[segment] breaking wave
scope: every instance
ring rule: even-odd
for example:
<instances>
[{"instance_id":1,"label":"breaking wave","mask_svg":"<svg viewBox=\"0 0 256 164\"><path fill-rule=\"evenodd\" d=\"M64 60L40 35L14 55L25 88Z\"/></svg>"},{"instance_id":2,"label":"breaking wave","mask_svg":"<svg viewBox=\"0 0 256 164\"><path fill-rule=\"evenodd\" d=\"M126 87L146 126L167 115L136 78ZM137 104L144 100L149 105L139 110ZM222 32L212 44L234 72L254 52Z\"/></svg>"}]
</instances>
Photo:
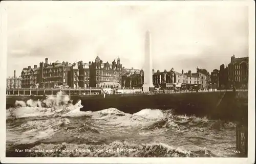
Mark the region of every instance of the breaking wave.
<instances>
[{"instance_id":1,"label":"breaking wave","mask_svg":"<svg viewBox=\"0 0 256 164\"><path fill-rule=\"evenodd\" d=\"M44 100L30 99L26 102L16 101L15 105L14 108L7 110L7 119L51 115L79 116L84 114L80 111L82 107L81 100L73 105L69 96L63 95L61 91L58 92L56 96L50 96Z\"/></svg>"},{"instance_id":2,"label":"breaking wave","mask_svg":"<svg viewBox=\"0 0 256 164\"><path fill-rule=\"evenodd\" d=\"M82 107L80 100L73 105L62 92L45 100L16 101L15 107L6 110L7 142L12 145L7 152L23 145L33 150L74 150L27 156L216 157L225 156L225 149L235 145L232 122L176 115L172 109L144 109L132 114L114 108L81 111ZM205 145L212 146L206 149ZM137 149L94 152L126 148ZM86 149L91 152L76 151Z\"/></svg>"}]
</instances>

* * *

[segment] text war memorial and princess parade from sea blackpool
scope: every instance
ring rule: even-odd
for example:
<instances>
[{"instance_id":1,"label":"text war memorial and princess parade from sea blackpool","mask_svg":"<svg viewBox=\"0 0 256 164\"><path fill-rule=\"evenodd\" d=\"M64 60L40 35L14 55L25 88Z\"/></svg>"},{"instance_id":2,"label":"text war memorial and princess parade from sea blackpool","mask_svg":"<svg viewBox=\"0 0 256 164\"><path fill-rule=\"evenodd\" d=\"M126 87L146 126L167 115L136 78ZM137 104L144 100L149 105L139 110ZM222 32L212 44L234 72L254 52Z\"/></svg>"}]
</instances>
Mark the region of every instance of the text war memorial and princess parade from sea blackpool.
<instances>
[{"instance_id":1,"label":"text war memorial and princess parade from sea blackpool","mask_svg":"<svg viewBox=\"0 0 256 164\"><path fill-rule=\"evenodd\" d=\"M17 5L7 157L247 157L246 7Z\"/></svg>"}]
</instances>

...

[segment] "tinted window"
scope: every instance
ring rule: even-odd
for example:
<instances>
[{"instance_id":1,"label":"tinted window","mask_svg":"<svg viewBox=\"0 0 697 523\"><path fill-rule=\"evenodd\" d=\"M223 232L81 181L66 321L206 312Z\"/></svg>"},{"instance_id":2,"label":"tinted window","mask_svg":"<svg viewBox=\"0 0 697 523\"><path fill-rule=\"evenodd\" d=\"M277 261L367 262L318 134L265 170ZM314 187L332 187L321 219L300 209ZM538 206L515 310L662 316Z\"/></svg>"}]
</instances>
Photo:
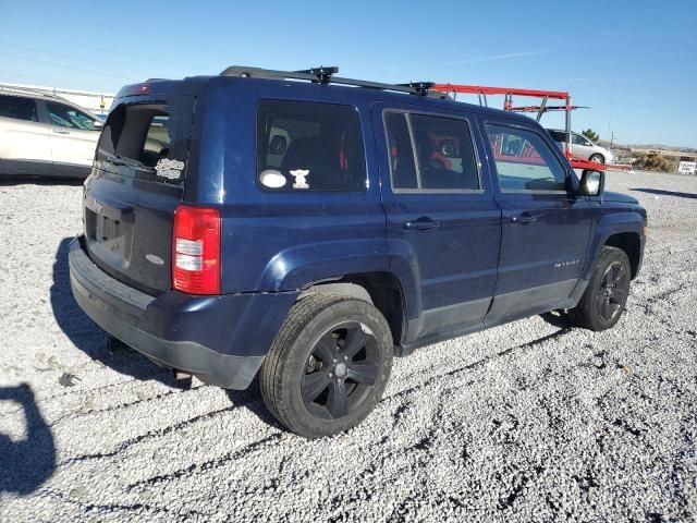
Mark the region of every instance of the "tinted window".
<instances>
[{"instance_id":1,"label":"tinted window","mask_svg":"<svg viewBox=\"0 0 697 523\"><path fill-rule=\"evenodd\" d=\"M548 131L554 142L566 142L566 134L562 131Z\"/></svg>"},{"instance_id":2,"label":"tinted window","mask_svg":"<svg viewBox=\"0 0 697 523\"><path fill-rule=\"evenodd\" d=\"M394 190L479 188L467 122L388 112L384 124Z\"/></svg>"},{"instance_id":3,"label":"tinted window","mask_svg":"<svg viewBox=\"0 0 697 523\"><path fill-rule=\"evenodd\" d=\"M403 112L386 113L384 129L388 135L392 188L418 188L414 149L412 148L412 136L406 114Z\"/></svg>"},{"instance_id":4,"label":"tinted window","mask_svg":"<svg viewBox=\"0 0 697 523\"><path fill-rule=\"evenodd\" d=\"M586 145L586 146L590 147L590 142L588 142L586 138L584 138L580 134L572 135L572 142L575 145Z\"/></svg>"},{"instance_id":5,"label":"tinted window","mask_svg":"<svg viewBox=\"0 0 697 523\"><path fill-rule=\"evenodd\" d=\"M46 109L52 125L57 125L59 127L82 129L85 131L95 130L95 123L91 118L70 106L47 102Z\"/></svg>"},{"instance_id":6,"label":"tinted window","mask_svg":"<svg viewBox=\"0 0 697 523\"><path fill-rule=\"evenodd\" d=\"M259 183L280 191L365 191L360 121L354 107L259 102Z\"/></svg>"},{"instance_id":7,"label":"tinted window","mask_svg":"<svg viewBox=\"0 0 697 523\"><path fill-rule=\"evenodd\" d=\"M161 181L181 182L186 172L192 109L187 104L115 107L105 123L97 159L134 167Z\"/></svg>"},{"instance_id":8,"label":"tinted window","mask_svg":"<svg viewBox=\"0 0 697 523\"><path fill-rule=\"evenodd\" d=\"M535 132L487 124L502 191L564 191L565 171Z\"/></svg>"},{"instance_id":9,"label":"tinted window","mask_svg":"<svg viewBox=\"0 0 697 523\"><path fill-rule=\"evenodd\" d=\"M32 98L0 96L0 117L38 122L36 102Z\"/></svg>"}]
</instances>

What you will do: Please pick out each line of the material above that contains the word "segment" and copy those lines unchanged.

Result below:
[segment] breaking wave
[segment] text war memorial and princess parade from sea blackpool
[segment] "tinted window"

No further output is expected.